Ce que cache l’idée de « saut fédéral »

Par Bernard Cassen  |  1er juillet 2012     →    Version imprimable de cet article Imprimer

Avec Le Monde diplomatique en español

Telle une machine infernale, la crise européenne échappe à toute possibilité de prévision au-delà de quelques jours. Ainsi, dès le lendemain de l’annonce d’une injection de 100 milliards d’euros pour la recapitalisation de son système bancaire au bord de l’écroulement, l’Espagne n’avait pu placer ses obligations qu’à des taux prohibitifs (près de 7 %) et sa note avait été brutalement dégradée par l’agence Moody’s. Au lendemain du prétendu « succès » du Conseil européen tenu à Bruxelles les 28 et 29 juin, où Madrid a obtenu que les montants nécessaires à cette recapitalisation opérée par le Fonds européen de stabilité financière (FESF) – qui va passer le relais au Mécanisme européen de stabilité (MES) – ne soient pas comptabilisés dans sa dette publique, les rendements exigés pour les obligations espagnoles s’élevaient encore à 6,25 %. Le garrot s’est à peine desserré et l’étranglement n’est que reporté.

Bien qu’ils tentent de donner l’impression de ne pas céder à la panique, tous les gouvernements européens constatent que, face aux assauts des marchés financiers (qu’ils veulent à tout prix ménager), ils ne contrôlent plus grand chose. Pour se rassurer, ils se contentent chaque jour de répéter, presque sous la forme de slogans, ce qu’ils ont dit la veille, même si leur discours n’a aucun impact sur la réalité.

Ainsi le gouvernement d’Angela Merkel – avec la « troïka » constituée par la Banque centrale européenne (BCE), la Commission européenne et le Fonds monétaire international (FMI) – continue imperturbablement à exiger de ses partenaires des mesures d’austérité qui ont déjà plongé la Grèce, l’Irlande, le Portugal et l’Espagne dans la récession et dans un désespoir social potentiellement explosif.

De son côté, le président français, François Hollande, tout en affirmant sa volonté de rigueur budgétaire – qui va se traduire par des coupes drastiques dans les budgets publics que n’aurait pas désavouées Nicolas Sarkozy – , réclamait en même temps des mesures européennes destinées à favoriser la croissance. Comme si ces deux politiques contradictoires pouvaient être menées simultanément, et surtout comme si le calendrier d’une éventuelle croissance – qui devrait s’étaler sur des semestres ou des années – était compatible avec les échéances politiques et financières qui, notamment pour la Grèce, se mesurent en semaines et au maximum en mois !

A cet égard, les résultats du récent Conseil européen vont donner lieu à une vaste opération de bourrage de crâne de l’opinion publique française. Pour faire ratifier un pacte budgétaire qui ligote les gouvernements de la zone euro, François Hollande va prétendre qu’il a obtenu en contrepartie un « pacte de croissance ».

Enregistrements sources:
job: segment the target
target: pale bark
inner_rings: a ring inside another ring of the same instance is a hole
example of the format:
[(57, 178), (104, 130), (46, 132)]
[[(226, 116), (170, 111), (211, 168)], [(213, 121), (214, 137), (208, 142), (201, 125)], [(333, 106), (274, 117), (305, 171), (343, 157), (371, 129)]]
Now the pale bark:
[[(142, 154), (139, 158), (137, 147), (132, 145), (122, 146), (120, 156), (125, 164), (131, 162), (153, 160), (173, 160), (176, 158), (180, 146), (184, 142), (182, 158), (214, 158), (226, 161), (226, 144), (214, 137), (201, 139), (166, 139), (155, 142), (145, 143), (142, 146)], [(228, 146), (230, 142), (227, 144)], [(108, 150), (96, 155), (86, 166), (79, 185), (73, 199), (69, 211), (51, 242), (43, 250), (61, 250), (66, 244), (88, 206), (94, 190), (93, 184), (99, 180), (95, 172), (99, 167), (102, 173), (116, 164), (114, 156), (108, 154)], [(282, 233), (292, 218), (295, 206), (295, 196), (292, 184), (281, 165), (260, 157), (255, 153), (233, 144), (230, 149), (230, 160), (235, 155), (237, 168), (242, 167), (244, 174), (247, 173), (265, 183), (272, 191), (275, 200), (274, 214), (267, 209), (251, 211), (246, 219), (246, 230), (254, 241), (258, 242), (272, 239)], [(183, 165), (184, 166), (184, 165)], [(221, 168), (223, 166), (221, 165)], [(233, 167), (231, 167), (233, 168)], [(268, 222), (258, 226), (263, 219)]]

=== Objectif ===
Reprenez le passage du texte fourni allant de « Bien qu’ils tentent » jusqu'à « sur la réalité. » inclus, en remplaçant « marchés financiers » par « investisseurs ».

=== Résultat attendu ===
Bien qu’ils tentent de donner l’impression de ne pas céder à la panique, tous les gouvernements européens constatent que, face aux assauts des investisseurs (qu’ils veulent à tout prix ménager), ils ne contrôlent plus grand chose. Pour se rassurer, ils se contentent chaque jour de répéter, presque sous la forme de slogans, ce qu’ils ont dit la veille, même si leur discours n’a aucun impact sur la réalité.